**Ihre Aufgabe:** Schreiben Sie aus dem Textauszug das Stück von „## Meeresgott (29.“ bis einschließlich „Lea (29. Jun 2017)“ wortgetreu ab.

**Textauszug:**
....

Also ich habe eine Art Test erstellt, wobei der Benutzer fragen beantwortet. Er hat bei jeder Frage drei Antwortmöglichkeiten zur Auswahl. Durch RadioButtons kann er auch nur einen auswählen. Nun wird durch einen Knopf die nächste Frage in einem neune Frame geöffnet. Ich möchte das der Benutzer 0 Punkte bekomt, wenn er den ersten R_Button auswählt, 1 Punkt wenn er den zweiten R_Button auswählt und 2 Punkte wen er den dritten R_Button auswählt. (Dies habe ich in einer IF gemacht). Jedoch wird dann immer nur der Punktestand von 0 ausgegeben.


----------



## Meeresgott (29. Jun 2017)

DerWissende hat recht. Wenn du deinen Code hier ganz normal als Quelcode deutlich machst und uns von Anfang an mehr Code gibst kann dir schneller geholfen werden.
Gib mir bitte zumindest das  Fenster sowie die Logik dahinter als Code

LG


----------



## Lea (29. Jun 2017)

....

**Bereitgestelltes Material:**
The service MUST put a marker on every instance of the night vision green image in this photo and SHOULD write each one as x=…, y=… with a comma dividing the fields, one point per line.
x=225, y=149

....

**Antwort:**
## Meeresgott (29. Jun 2017)

DerWissende hat recht. Wenn du deinen Code hier ganz normal als Quelcode deutlich machst und uns von Anfang an mehr Code gibst kann dir schneller geholfen werden.
Gib mir bitte zumindest das  Fenster sowie die Logik dahinter als Code

LG


----------



## Lea (29. Jun 2017)